** Provided entries follows **

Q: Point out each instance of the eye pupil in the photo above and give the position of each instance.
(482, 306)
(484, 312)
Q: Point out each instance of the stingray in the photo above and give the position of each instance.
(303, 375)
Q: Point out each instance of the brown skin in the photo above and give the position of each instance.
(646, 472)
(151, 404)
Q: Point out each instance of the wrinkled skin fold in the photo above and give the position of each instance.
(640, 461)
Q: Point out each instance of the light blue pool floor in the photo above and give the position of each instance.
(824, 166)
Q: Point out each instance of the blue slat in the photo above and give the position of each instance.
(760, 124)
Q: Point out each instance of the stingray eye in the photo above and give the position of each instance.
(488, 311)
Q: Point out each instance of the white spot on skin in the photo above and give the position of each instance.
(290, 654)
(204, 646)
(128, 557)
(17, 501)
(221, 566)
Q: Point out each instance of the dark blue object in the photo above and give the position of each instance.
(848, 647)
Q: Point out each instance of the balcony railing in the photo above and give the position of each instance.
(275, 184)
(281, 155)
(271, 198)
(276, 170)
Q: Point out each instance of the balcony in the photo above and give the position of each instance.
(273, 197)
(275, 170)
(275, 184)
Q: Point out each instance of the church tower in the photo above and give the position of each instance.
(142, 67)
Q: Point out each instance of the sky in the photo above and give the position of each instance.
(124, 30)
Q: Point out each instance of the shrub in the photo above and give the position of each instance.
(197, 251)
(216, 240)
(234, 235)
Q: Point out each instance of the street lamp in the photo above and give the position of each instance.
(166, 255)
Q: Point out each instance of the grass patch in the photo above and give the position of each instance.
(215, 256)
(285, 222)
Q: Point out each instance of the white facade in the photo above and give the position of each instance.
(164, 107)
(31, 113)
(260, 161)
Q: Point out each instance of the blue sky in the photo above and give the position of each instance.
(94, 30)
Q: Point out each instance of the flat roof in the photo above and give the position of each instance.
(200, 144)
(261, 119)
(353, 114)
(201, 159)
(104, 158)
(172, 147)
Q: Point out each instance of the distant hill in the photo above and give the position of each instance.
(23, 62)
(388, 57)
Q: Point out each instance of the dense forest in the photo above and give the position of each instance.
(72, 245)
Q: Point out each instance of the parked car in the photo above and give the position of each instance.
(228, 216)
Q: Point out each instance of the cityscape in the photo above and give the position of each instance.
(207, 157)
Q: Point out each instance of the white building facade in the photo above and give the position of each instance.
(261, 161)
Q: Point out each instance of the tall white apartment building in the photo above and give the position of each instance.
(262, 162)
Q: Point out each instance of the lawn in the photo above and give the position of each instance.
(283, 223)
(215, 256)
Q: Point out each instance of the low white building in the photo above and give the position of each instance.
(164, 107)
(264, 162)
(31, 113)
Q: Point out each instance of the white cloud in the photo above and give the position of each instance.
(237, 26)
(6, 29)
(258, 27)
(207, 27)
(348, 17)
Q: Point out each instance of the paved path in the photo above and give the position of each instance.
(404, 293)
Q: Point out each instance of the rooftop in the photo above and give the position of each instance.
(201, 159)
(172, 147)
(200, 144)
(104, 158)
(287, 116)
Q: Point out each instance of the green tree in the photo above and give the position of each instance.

** End of Provided entries **

--- Work item ---
In full and without alteration, write out the data above.

--- Your solution ---
Q: Point out each instance of the eye pupil in the photo above and give the position of each instance.
(482, 306)
(484, 312)
Q: Point out each instance of the stingray in the photo above and give the position of each instance.
(303, 375)
Q: Point out each instance of the brown skin in the photo above and give the position of each instance.
(646, 472)
(151, 404)
Q: Point out each instance of the wrinkled skin fold in the photo above and give the position of each instance.
(640, 461)
Q: Point out each instance of the light blue pool floor in the photo above and give the position of each instance.
(824, 166)
Q: Point out each instance of the blue slat in the photo above and give the position of each instance.
(760, 124)
Q: Point out each instance of the stingray eye in the photo above and give the position of each instance.
(488, 311)
Q: Point out each instance of the white spot on skin in the photo above and give the position of each instance.
(290, 654)
(204, 646)
(128, 557)
(17, 501)
(221, 566)
Q: Point out each instance of the dark blue object in the photo above and give the position of each instance.
(848, 647)
Q: Point out each instance of the balcony railing in the photo above and give the position of each instance.
(275, 184)
(281, 155)
(271, 198)
(276, 170)
Q: Point out each instance of the balcony in the photo above and give the position of each instance.
(273, 197)
(275, 170)
(275, 184)
Q: Point out each instance of the church tower in the photo above and give the position of each instance.
(142, 67)
Q: Point out each instance of the sky in the photo above and give the position of each instance.
(124, 30)
Q: Point out each instance of the shrub in the photo above and give the position of each instance.
(197, 251)
(216, 240)
(234, 235)
Q: Point out each instance of the street lamp in the photo above and give the position of each instance.
(166, 255)
Q: Point out each instance of the grass patch in the photo above and give the position of each instance.
(215, 256)
(285, 222)
Q: Point out each instance of the white facade in the photo above and give the position of each instance.
(164, 107)
(31, 113)
(260, 161)
Q: Point out each instance of the blue sky in the photo above and give the position of each instance.
(94, 30)
Q: Point out each instance of the flat roof in the photo above and give the position of each instance.
(200, 144)
(261, 119)
(353, 114)
(201, 159)
(104, 158)
(172, 147)
Q: Point out each instance of the distant hill in the photo above and give the position of each instance.
(23, 62)
(388, 57)
Q: Point out each instance of the dense forest in the photo above and give the position of each instance.
(72, 245)
Q: Point out each instance of the parked car in the photo above and give the position of each instance.
(228, 216)
Q: Point out each instance of the cityscape in the photo above and give the position of each instance.
(207, 157)
Q: Point out each instance of the white building facade in the photo above and give the position of each instance.
(261, 161)
Q: Point out each instance of the tall white apartment building in the photo above and give the position of each instance.
(262, 162)
Q: Point out each instance of the lawn in the photo above and give the position of each instance.
(283, 223)
(215, 256)
Q: Point out each instance of the low white building in the photo above and give the position of each instance.
(164, 107)
(264, 162)
(31, 113)
Q: Point out each instance of the white cloud in the photo above and give the position of each instance.
(237, 26)
(6, 29)
(258, 27)
(207, 27)
(348, 17)
Q: Point out each instance of the paved path in the photo above and give the position of each instance.
(404, 293)
Q: Point out each instance of the rooftop in the photo above and give the position of each instance.
(201, 159)
(172, 147)
(200, 144)
(104, 158)
(287, 116)
Q: Point out each instance of the green tree in the photo above and give the position of each instance.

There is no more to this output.